» **WHAT TO WORK ON**: Output the material below in its entirety, exactly as given.

» **MATERIALS PROVIDED**:

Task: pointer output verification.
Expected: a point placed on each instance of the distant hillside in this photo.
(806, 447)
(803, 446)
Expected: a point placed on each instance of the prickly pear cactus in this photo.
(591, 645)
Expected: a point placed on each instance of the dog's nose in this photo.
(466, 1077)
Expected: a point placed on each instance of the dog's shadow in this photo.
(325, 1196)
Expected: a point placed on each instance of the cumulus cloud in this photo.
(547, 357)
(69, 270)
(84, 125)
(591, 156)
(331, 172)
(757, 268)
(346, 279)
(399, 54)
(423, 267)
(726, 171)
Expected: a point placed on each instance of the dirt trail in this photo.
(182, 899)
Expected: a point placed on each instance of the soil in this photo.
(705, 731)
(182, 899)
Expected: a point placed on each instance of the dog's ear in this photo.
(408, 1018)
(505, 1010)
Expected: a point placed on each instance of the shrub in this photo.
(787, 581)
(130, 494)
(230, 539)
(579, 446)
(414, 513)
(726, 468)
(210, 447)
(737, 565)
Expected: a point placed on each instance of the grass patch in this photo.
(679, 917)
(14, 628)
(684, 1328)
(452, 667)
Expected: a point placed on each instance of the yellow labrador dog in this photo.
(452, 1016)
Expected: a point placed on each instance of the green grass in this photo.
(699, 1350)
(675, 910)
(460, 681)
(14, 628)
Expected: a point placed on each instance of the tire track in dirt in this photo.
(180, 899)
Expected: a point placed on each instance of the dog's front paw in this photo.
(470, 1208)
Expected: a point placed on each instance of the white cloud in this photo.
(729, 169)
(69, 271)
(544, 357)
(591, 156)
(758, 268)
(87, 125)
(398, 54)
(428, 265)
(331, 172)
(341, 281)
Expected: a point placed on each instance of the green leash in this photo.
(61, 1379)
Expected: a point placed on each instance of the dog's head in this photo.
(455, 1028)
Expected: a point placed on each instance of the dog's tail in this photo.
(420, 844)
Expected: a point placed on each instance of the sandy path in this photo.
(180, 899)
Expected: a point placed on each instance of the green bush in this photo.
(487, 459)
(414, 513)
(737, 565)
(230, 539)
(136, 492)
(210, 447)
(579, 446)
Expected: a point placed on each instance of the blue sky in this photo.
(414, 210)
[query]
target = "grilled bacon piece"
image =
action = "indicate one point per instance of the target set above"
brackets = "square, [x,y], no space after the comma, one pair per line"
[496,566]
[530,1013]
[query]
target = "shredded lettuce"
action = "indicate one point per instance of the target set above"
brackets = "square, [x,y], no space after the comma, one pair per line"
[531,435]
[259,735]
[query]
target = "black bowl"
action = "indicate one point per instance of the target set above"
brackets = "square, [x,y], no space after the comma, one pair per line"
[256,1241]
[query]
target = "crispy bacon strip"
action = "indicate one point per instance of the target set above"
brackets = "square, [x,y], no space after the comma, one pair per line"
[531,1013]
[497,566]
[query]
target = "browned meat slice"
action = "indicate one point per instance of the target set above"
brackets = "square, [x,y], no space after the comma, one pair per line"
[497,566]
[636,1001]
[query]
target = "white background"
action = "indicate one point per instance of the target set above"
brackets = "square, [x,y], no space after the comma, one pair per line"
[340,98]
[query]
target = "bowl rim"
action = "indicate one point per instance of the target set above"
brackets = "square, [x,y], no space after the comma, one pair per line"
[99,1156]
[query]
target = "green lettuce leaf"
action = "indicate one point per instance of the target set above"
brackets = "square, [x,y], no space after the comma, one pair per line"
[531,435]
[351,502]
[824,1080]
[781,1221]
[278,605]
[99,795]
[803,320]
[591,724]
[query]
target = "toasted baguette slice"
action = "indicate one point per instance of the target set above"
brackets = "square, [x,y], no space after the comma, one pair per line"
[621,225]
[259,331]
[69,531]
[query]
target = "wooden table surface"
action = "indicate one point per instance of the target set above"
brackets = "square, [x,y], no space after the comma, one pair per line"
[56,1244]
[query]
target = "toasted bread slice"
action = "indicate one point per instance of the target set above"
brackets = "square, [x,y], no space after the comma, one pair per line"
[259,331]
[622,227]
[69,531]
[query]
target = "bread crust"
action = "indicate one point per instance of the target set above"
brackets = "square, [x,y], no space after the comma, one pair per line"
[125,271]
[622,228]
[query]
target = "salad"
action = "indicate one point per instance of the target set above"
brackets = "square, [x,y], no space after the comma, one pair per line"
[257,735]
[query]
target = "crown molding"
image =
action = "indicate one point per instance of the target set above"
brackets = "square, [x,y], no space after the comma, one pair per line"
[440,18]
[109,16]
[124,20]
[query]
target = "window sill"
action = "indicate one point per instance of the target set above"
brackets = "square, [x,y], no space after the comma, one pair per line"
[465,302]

» **ANSWER FOR THIS EXERCISE**:
Task: pointer output verification.
Expected: a point placed on each instance of the distant hillside in this photo.
(806, 447)
(803, 446)
Expected: a point placed on each instance of the prickly pear cactus in this photo.
(591, 645)
Expected: a point placed on each instance of the dog's nose in this photo.
(466, 1077)
Expected: a point placed on each instance of the dog's shadow in this photo.
(325, 1196)
Expected: a point placed on each instance of the cumulus cloud in this photo.
(547, 357)
(69, 270)
(84, 125)
(591, 156)
(331, 172)
(757, 268)
(346, 279)
(399, 54)
(423, 267)
(726, 171)
Expected: a point placed on each instance of the dirt trail in this photo.
(182, 899)
Expected: a point placed on each instance of the soil in this photo.
(705, 731)
(182, 899)
Expected: a point placed on each instance of the dog's ear in this photo.
(408, 1018)
(505, 1010)
Expected: a point placed on each instance of the shrub in this photo.
(787, 581)
(130, 494)
(230, 539)
(579, 446)
(414, 513)
(726, 468)
(210, 447)
(737, 565)
Expected: a point placed on each instance of the grass patch in this photo.
(679, 917)
(14, 628)
(684, 1328)
(452, 667)
Expected: a point placed on each instance of the yellow labrador dog in this photo.
(452, 1016)
Expected: a point placed on each instance of the green grass in this photo.
(699, 1350)
(675, 910)
(460, 681)
(14, 628)
Expected: a point placed on each instance of the tire track in dirt in this photo.
(180, 899)
Expected: a point placed on each instance of the dog's front paw in this photo.
(470, 1208)
Expected: a point placed on each instance of the white cloud in this photo.
(729, 169)
(69, 271)
(544, 357)
(591, 156)
(758, 268)
(87, 125)
(398, 54)
(428, 265)
(331, 172)
(341, 281)
Expected: a point placed on each instance of the green leash in this photo.
(61, 1379)
Expected: a point placed on each instance of the dog's head in this photo.
(455, 1028)
Expected: a point placed on each instance of the dog's tail in this photo.
(420, 844)
Expected: a point placed on each instance of the sandy path in this photo.
(180, 899)
Expected: a point placed on each instance of the green bush in this photo.
(487, 459)
(414, 513)
(737, 565)
(230, 539)
(136, 492)
(210, 447)
(579, 446)
Expected: a point placed on each instance of the blue sky in this photo.
(414, 210)
[query]
target = "grilled bacon piece"
image =
action = "indicate one point per instance of the target set above"
brackets = "square, [x,y], no space after the comma, one pair per line"
[496,566]
[530,1013]
[query]
target = "shredded lettuce"
action = "indicate one point per instance of the target set above"
brackets = "square, [x,y], no space after the comma, one pair per line"
[531,435]
[259,735]
[query]
target = "black bowl"
action = "indicate one point per instance of the target set above"
brackets = "square, [x,y], no space after the comma, one pair per line"
[256,1241]
[query]
target = "crispy bacon strip"
action = "indicate one point per instance of the target set above"
brackets = "square, [x,y], no space after the comma, one pair per line"
[531,1013]
[497,566]
[query]
target = "browned meat slice"
action = "indicate one point per instance of the target set above"
brackets = "square, [x,y], no space after the comma, one pair per line"
[497,566]
[636,1001]
[query]
target = "white background"
action = "indicate one point per instance of the target set above"
brackets = "square, [x,y], no space after the comma, one pair per line"
[340,98]
[query]
target = "bowl rim"
action = "indicate one point per instance of the target set above"
brackets = "square, [x,y], no space after the comma, one pair per line"
[99,1156]
[query]
target = "green lettuce leaf"
action = "indicate one point per instance of the target set above"
brackets = "square, [x,y], no space after the comma, one pair per line"
[531,435]
[351,502]
[824,1080]
[781,1221]
[278,605]
[99,795]
[803,320]
[591,724]
[query]
target = "toasted baguette slice"
action = "indicate one point per instance of the target set above"
brackets = "square, [x,y], no space after the comma, one pair per line"
[621,225]
[259,331]
[69,531]
[query]
target = "wooden table surface"
action = "indicate one point per instance of the target set above"
brackets = "square, [x,y], no space after the comma, one pair per line"
[56,1244]
[query]
target = "toasted bread slice"
action = "indicate one point per instance of the target set above"
brackets = "square, [x,y], no space after the comma, one pair per line"
[259,331]
[622,227]
[69,531]
[query]
target = "bread crust"
action = "indicate one point per instance of the target set above"
brackets = "square, [x,y], no space after the comma, one pair per line"
[125,271]
[622,228]
[query]
target = "salad"
action = "indicate one point per instance of the target set above"
brackets = "square, [x,y], no space after the comma, one pair per line"
[257,735]
[query]
target = "crown molding"
image =
action = "indicate one point per instance of the target set above"
brackets = "square, [x,y], no space after the comma, one pair per line"
[440,18]
[109,16]
[124,20]
[query]
target = "window sill"
action = "indicate one point per instance of the target set above"
brackets = "square, [x,y], no space after the comma, one pair per line"
[465,302]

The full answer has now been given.